WHAT THE TASK ASKS:
Without altering anything, repeat each of the records.
----
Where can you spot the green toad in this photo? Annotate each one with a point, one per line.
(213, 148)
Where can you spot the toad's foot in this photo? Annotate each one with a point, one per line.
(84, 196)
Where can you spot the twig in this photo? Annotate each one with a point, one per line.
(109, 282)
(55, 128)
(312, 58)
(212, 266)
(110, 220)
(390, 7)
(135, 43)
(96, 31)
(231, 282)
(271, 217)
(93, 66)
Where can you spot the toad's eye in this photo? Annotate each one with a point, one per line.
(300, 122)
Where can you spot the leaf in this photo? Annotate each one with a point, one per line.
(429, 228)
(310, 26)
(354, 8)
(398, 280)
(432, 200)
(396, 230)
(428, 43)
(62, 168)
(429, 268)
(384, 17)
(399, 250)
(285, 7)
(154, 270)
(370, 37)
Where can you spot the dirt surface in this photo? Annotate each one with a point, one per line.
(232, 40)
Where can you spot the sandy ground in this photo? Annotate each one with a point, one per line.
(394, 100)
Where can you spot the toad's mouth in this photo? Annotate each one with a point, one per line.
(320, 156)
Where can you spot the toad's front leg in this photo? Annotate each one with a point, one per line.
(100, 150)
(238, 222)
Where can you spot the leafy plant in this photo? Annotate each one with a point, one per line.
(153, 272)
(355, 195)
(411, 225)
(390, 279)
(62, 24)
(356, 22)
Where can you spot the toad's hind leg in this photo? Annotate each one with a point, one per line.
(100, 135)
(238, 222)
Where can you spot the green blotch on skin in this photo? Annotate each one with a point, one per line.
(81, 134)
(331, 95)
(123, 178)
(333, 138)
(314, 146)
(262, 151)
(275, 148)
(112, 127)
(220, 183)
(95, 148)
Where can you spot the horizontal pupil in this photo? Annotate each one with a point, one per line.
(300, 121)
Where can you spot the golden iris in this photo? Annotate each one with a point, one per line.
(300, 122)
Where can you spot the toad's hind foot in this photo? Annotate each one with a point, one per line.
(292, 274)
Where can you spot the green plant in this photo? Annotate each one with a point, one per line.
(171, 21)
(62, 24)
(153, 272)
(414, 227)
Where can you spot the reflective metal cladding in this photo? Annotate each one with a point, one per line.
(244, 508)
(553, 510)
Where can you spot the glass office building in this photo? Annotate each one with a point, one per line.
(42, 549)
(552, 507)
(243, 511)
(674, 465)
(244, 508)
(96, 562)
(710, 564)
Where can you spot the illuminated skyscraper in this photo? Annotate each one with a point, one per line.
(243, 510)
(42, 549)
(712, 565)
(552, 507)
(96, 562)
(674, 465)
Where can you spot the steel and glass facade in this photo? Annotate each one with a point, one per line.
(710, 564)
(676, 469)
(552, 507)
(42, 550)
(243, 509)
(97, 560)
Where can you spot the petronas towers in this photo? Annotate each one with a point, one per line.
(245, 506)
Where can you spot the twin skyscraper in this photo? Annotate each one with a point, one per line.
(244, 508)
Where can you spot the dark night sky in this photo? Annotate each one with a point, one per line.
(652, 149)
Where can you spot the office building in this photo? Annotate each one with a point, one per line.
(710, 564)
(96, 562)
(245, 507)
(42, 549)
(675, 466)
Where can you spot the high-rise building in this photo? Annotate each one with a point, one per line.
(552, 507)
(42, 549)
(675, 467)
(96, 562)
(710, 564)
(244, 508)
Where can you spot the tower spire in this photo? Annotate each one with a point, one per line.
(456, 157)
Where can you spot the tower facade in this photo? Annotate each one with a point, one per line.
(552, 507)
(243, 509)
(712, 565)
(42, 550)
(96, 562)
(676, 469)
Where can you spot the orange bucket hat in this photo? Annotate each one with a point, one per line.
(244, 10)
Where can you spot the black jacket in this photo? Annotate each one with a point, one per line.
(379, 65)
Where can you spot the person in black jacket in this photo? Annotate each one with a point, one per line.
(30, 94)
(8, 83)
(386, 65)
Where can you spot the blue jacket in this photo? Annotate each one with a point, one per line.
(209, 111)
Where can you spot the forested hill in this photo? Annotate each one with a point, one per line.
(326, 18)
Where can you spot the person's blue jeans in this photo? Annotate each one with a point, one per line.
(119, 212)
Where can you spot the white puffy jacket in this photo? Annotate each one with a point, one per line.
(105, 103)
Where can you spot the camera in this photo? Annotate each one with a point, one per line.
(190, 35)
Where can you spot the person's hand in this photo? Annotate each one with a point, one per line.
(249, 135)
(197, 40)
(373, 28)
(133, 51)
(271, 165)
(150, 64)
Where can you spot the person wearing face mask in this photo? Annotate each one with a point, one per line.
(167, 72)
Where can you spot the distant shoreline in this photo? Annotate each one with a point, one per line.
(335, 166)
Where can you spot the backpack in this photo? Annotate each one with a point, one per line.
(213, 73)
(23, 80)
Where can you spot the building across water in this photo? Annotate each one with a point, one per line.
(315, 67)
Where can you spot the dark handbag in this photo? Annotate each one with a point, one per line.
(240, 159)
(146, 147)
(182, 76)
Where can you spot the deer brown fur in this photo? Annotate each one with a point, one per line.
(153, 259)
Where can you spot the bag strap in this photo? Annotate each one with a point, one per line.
----
EXPECTED OUTPUT:
Where can you spot the green toad in this photo? Annotate each one with a point, one per line.
(213, 148)
Where can you spot the toad's foot in this photo? Annotate each one with a point, one per line.
(84, 196)
Where can you spot the twig in this photo? Annotate each one with a point, one per line.
(109, 282)
(55, 128)
(312, 58)
(212, 266)
(110, 220)
(390, 7)
(135, 43)
(96, 31)
(231, 282)
(271, 217)
(93, 66)
Where can you spot the toad's eye in this photo? Annotate each one with a point, one per line.
(300, 122)
Where can you spot the leaf in this photo? Annotate each one with a point, one per line.
(429, 228)
(310, 26)
(354, 8)
(398, 280)
(432, 200)
(396, 230)
(428, 43)
(62, 168)
(429, 268)
(384, 17)
(399, 250)
(285, 7)
(154, 270)
(370, 37)
Where can you spot the dirt surface in this photo? Annotate each one with a point, one per line.
(232, 40)
Where can you spot the sandy ground in this photo? Annotate each one with a point, one per line.
(394, 100)
Where can you spot the toad's mouth in this photo? Annotate each one with a point, one per line.
(320, 156)
Where can you spot the toad's front leg in this photo? Annotate each one with a point, one per line.
(100, 150)
(238, 222)
Where can you spot the leafy plant in this photo? Annotate each one with a point, one per line.
(153, 272)
(355, 195)
(411, 225)
(390, 279)
(62, 24)
(356, 22)
Where can you spot the toad's hind leg in this photo? Annotate each one with a point, one per line.
(100, 135)
(238, 222)
Where can you spot the green blotch on skin in this photo? Annotate each one with a point, one per line.
(81, 134)
(331, 95)
(123, 178)
(333, 138)
(314, 146)
(262, 151)
(275, 148)
(112, 127)
(220, 183)
(95, 148)
Where can you spot the horizontal pupil in this photo? Annotate each one with a point, one per line.
(300, 121)
Where can you spot the golden iris in this photo? Annotate each one with a point, one per line.
(300, 122)
Where can you spot the toad's hind foot in this photo? Annotate each one with a point, one per line.
(292, 274)
Where can you spot the green plant in this photo? Annotate each one with a point, one per line.
(171, 21)
(62, 24)
(153, 272)
(414, 227)
Where can you spot the reflective metal cladding in this photo? Annotate each one with a point, one per line.
(244, 508)
(553, 510)
Where can you spot the glass office building in this photo? Annotate each one with a point, one per line.
(42, 549)
(552, 507)
(243, 511)
(674, 465)
(244, 508)
(96, 562)
(710, 564)
Where can you spot the illuminated skyscraper in this photo? Annotate each one with a point, one per line.
(243, 510)
(42, 549)
(712, 565)
(552, 507)
(96, 562)
(674, 465)
Where can you spot the steel and glass facade in this photo? Annotate each one with a point, one per line.
(710, 564)
(676, 469)
(552, 507)
(42, 550)
(243, 509)
(97, 560)
Where can you spot the petronas towers in this photo? Annotate each one with a point, one per line.
(245, 506)
Where can you spot the twin skyscraper in this photo? Annotate each one with a point, one per line.
(244, 508)
Where can you spot the dark night sky in this photo? Annotate each one with a point, one per line.
(652, 149)
Where can you spot the office building in this photo? Annotate each one with a point, one per line.
(710, 564)
(96, 562)
(245, 507)
(42, 549)
(675, 466)
Where can you spot the high-rise building in this photo? Annotate each one with a point, one per line.
(552, 507)
(42, 549)
(675, 467)
(96, 562)
(710, 564)
(244, 508)
Where can you spot the tower spire in this photo? Annotate each one with a point, one per line.
(456, 157)
Where can you spot the tower facade in this photo? Annotate each one with a point, one per line.
(552, 507)
(243, 509)
(712, 565)
(42, 550)
(96, 562)
(676, 469)
Where can you spot the orange bucket hat in this photo? Annotate each one with a point, one per line.
(244, 10)
Where can you spot the black jacket in this photo? Annotate each one with a point, one per line.
(379, 65)
Where can you spot the person in black jacket in this photo? Annotate each one with a point, one per line.
(30, 94)
(8, 83)
(386, 65)
Where can you spot the blue jacket in this photo? Annotate each one with a point, one per line.
(209, 111)
Where can you spot the forested hill in this photo? Annotate each one with a point, one per line.
(326, 18)
Where can you spot the person's blue jeans in this photo? Annotate each one with a point, one per line.
(119, 212)
Where can you spot the white puffy jacket in this photo? Annotate each one with a point, one per line.
(105, 103)
Where can you spot the camera in this photo? Annotate each one with a point, one per line.
(190, 35)
Where can you spot the person's hand in this photo? Annotate each one with a point, one per line.
(249, 135)
(197, 40)
(373, 28)
(133, 51)
(271, 165)
(150, 64)
Where can you spot the person wearing face mask in this photo? Annotate each one with a point, one per line.
(167, 72)
Where can you spot the distant shoreline in this photo? Annotate each one with a point, one per line.
(335, 166)
Where can you spot the backpack in this photo? Annotate each one with a point, one per line.
(213, 73)
(23, 80)
Where can you spot the building across water in this photo? Annotate each one with a point, one per line.
(315, 67)
Where can you spot the dark handbag in this photo? Annotate each one with a point, one per line.
(240, 159)
(146, 147)
(182, 76)
Where can you spot the deer brown fur in this photo? Annotate each one with a point, one per line.
(153, 259)
Where can you spot the bag strap in this photo? Annotate each one with a point, one per line.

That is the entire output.